Extract |

= = = = =

Amazingly, the cell data held and I was able to stay on the phone, weeping along with the family as I watched the Vet very gently and respectfully administer the lethal dose to our darling cat, as she lay all snuggled up and sedated. So so hard, and also so good to be part of, in that moment.

Emotions & Experiences

As I came out of the sad haze of parting with dear Sam, I realised how focused on that cocktail of emotions I had been. And how much I had missed outside the bubble of my family experience. It's truly amazing how the whole world can shrink to nothing when I pour all of my attention in one direction, combined with deep emotions. My "truths" in those moments will be very different to "truths" when I am aware and open to all that is.

That's the trouble with "truths" as we often use them - they are always only a portion of the whole picture.

While deeply immersed in my family's loss, I completely missed the highly interesting drive through outskirts of Dhaka, tiny winding, stall-lined streets and so many interesting people, and rice paddies (which I've now discovered is slightly incorrect - the paddy is the rice plant and when it is mature the single kernel in each paddy plant is the rice). I'd never seen these before so on the early morning walk (day 8) I enjoyed gazing at them.

"I can do hard things."
I feel that the universe has really tried to test me on that statement over the past week!

Honoured Guests

I forgot to mention, in the haze of Sam passing and queasy tummies...

Before we travelled out to the country, we met the Bangladesh Honorary Consul to NZ and had a delightful "tea" in his amazing house.

= = = = =

Listed entries |
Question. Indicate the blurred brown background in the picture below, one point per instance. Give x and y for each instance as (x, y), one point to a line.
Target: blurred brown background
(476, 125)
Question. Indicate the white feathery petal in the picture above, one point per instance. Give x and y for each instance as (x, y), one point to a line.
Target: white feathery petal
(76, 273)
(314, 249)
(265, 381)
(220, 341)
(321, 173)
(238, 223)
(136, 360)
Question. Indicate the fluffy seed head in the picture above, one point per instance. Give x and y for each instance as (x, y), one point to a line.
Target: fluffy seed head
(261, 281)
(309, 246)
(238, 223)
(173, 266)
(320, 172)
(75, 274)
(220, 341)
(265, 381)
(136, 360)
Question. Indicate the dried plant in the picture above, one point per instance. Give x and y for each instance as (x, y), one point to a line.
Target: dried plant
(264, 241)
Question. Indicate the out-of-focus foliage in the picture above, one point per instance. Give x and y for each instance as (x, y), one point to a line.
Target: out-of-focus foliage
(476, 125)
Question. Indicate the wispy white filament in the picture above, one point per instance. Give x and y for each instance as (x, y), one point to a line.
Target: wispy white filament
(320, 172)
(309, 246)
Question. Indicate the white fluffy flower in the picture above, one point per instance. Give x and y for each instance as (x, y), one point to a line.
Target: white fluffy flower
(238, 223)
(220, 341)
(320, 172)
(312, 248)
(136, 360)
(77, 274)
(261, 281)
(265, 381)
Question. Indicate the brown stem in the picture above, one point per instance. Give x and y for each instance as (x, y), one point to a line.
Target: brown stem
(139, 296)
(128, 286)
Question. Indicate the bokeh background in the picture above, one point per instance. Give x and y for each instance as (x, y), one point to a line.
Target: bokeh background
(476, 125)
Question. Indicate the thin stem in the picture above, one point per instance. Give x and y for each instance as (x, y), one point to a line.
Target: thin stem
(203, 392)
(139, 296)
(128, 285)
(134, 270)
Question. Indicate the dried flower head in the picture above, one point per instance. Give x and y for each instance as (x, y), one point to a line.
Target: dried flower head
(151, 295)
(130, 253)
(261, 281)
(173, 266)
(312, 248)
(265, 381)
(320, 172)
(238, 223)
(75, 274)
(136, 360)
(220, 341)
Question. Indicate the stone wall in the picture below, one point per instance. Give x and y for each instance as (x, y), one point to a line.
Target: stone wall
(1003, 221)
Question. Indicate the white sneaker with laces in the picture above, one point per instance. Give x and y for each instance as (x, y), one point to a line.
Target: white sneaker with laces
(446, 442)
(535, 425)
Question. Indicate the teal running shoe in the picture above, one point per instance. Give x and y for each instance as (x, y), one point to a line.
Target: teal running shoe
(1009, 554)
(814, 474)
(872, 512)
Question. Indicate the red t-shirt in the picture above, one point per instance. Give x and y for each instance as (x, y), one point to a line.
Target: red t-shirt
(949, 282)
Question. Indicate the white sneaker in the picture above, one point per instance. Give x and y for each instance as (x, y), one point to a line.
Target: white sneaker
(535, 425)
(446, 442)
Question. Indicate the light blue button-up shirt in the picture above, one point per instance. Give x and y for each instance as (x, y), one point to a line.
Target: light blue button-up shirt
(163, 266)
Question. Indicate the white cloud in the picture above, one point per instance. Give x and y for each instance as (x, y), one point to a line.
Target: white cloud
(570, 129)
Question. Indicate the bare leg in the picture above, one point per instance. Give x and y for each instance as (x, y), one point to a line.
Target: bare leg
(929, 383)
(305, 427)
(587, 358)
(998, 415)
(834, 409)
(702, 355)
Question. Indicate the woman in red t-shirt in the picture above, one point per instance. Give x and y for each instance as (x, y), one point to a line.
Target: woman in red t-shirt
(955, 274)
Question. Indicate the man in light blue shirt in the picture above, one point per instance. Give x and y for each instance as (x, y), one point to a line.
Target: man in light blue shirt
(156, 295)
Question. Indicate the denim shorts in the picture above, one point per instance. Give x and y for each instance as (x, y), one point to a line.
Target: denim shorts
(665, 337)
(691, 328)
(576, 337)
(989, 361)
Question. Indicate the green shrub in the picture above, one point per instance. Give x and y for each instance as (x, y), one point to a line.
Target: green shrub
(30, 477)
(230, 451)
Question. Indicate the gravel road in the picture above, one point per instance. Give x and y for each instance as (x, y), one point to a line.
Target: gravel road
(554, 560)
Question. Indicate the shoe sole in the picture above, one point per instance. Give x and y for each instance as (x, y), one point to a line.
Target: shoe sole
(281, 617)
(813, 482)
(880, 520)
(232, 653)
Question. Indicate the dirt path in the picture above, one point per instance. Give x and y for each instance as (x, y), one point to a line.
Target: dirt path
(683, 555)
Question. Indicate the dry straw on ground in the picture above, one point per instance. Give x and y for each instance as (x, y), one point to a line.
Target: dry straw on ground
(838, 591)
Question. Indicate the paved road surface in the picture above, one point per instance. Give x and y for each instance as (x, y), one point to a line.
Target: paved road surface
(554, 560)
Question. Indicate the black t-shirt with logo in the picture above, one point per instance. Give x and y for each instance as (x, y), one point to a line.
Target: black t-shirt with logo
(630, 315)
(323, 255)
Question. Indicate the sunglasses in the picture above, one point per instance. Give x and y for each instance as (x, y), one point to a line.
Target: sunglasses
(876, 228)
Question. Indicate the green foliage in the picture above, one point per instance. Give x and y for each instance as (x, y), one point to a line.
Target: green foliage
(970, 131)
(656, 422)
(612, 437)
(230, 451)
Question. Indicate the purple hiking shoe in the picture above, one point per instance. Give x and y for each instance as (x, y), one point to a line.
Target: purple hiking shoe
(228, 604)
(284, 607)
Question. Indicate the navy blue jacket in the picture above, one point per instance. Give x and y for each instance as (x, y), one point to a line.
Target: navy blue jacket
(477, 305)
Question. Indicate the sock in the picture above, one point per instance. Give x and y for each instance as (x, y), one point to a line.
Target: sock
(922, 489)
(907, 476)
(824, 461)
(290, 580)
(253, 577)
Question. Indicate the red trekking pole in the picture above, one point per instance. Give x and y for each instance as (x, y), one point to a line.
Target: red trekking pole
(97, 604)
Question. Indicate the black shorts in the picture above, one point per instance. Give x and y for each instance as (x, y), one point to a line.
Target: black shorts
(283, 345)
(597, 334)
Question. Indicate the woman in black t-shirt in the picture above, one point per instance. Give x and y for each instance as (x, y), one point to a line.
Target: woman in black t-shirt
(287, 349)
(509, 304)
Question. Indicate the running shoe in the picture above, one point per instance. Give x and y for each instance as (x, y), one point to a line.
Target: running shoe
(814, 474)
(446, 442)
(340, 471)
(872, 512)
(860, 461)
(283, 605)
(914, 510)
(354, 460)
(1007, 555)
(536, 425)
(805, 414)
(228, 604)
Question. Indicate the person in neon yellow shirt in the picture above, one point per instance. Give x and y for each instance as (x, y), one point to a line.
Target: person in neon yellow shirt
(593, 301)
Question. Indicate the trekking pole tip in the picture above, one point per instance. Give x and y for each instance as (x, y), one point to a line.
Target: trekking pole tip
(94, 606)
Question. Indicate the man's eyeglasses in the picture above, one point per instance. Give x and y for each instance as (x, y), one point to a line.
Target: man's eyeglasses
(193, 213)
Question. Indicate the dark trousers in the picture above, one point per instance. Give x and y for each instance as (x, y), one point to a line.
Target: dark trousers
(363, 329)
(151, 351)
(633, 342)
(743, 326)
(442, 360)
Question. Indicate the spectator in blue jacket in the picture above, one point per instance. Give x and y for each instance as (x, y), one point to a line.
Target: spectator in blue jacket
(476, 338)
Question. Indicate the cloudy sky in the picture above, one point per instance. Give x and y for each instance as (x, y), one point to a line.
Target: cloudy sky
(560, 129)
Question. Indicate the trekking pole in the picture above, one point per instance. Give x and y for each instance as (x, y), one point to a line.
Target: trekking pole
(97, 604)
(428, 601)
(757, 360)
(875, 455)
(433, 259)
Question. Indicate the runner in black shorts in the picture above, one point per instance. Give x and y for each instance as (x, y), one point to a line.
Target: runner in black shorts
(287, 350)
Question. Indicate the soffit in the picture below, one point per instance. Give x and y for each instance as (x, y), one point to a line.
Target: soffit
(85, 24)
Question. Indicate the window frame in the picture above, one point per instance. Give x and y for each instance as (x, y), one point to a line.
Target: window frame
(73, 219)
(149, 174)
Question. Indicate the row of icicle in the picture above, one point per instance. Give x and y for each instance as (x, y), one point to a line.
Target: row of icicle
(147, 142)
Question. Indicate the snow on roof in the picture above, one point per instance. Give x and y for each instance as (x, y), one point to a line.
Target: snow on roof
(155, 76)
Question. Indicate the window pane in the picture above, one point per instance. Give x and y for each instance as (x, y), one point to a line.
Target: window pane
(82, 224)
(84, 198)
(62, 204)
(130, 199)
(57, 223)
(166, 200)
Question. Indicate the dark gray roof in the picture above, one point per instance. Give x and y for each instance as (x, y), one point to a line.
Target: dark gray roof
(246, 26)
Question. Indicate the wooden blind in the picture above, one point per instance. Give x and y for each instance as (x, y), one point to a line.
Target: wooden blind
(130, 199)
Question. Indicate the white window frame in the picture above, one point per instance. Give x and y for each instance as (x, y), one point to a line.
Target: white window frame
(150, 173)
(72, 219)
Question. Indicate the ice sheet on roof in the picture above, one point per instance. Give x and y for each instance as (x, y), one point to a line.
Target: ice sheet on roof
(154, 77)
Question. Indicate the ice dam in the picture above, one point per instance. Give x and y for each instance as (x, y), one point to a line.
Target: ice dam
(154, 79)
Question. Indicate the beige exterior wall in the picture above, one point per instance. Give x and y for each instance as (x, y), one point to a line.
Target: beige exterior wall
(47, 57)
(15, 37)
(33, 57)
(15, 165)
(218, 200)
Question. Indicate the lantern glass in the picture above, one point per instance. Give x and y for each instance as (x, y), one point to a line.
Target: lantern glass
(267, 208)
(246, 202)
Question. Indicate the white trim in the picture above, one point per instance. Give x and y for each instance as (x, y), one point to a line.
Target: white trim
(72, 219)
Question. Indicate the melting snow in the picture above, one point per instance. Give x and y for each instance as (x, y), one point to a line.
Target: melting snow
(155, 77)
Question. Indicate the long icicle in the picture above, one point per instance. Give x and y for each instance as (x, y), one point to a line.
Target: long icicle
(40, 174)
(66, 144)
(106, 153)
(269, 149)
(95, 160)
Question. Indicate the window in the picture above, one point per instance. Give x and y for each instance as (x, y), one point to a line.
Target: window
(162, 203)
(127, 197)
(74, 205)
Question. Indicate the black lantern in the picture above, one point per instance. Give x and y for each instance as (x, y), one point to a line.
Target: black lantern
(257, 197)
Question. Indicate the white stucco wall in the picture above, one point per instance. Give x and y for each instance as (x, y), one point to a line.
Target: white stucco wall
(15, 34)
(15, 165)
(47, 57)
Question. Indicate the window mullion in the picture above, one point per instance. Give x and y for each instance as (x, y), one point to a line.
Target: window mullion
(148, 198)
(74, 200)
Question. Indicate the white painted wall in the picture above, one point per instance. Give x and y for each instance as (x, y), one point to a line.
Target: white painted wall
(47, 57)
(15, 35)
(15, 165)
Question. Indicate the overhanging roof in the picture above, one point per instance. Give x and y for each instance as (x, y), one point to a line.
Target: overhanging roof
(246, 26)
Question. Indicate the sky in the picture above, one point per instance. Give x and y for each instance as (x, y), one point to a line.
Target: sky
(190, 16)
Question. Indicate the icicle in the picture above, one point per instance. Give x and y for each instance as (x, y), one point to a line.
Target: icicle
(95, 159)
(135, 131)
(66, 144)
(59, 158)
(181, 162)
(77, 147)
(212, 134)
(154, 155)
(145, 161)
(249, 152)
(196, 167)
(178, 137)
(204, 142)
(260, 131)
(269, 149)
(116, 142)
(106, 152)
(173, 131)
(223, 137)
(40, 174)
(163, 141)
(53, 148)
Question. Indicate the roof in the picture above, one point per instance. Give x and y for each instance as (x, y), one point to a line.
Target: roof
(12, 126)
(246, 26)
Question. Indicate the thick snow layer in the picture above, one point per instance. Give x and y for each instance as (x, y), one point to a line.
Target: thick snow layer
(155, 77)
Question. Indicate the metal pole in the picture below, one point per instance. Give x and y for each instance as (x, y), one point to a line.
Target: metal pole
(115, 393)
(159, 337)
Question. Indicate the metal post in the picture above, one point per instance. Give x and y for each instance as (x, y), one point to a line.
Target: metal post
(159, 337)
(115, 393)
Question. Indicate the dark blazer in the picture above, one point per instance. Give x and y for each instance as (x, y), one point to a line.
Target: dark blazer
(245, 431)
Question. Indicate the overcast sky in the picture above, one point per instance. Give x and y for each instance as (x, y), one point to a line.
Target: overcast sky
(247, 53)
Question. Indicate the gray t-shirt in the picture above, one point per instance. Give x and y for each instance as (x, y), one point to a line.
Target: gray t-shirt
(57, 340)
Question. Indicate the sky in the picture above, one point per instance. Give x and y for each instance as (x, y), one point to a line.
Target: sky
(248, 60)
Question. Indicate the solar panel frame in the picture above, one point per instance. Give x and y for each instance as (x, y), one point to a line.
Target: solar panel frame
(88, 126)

= = = = =

What is required | What sights does the post say the writer missed while driving through the outskirts of Dhaka? Answer from the post alone.

Completed exercise |
- Tiny, winding, stall-lined streets
- So many interesting people
- Rice paddies